Using the data below, output the first line and every line after it up to and including the line containing "query (the noun phrase to outline): white", exactly as written and with nothing added.

+ + + +

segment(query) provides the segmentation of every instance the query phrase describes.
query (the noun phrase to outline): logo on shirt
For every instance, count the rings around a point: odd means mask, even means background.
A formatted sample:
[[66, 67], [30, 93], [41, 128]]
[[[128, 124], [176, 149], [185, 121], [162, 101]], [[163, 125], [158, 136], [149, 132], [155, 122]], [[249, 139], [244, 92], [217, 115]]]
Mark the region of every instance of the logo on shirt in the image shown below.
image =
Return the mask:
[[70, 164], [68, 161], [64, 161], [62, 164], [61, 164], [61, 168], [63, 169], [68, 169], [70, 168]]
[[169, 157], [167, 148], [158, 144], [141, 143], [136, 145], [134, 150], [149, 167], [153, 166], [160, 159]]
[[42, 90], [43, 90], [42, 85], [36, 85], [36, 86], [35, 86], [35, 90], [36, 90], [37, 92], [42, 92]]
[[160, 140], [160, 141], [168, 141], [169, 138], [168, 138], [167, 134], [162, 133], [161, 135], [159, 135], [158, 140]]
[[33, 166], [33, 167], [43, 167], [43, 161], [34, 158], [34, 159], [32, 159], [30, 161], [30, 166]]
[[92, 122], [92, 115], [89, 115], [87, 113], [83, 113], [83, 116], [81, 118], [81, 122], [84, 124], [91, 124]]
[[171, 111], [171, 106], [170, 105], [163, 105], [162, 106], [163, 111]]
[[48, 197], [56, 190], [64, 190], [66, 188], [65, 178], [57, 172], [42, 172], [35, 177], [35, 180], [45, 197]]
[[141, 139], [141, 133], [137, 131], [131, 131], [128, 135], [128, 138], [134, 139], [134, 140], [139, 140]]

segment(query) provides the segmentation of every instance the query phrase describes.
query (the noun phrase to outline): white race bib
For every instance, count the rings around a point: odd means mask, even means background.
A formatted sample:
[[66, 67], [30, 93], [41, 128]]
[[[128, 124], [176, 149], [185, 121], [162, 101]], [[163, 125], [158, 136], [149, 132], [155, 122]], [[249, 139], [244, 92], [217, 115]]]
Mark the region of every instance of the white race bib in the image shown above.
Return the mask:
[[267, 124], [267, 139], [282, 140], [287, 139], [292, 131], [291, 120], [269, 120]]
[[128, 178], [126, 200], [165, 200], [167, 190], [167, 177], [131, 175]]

+ + + +

> _Task response_
segment(query) provides the segmentation of every instance the query phrase describes.
query (the noun phrase to outline): logo on shirt
For every instance, count the rings around a point: odd means mask, even means background.
A formatted sample:
[[66, 67], [30, 93], [41, 128]]
[[[128, 124], [176, 149], [185, 121], [162, 101]], [[163, 125], [158, 136], [149, 132], [155, 122]], [[249, 139], [244, 92], [217, 115]]]
Mark the region of every instance of the logo on shirt in the image shown below.
image =
Return the mask:
[[70, 164], [68, 161], [64, 161], [62, 164], [61, 164], [61, 168], [63, 169], [68, 169], [70, 168]]
[[169, 157], [167, 148], [158, 144], [141, 143], [136, 145], [134, 150], [149, 167], [153, 166], [160, 159]]
[[42, 90], [43, 90], [42, 85], [36, 85], [36, 86], [35, 86], [35, 90], [36, 90], [37, 92], [42, 92]]
[[160, 140], [160, 141], [168, 141], [169, 138], [168, 138], [167, 134], [162, 133], [161, 135], [159, 135], [158, 140]]
[[33, 166], [33, 167], [43, 167], [43, 161], [34, 158], [34, 159], [32, 159], [30, 161], [30, 166]]
[[92, 122], [92, 115], [89, 115], [87, 113], [83, 113], [83, 116], [81, 118], [81, 122], [84, 124], [91, 124]]
[[171, 111], [171, 106], [170, 105], [163, 105], [162, 106], [163, 111]]
[[48, 197], [56, 190], [64, 190], [66, 188], [65, 178], [57, 172], [42, 172], [35, 177], [35, 180], [45, 197]]
[[141, 139], [141, 133], [137, 131], [131, 131], [128, 135], [128, 138], [134, 139], [134, 140], [139, 140]]

segment(query) provides the segmentation of every instance the query phrase describes.
query (the noun phrase to outline): white race bib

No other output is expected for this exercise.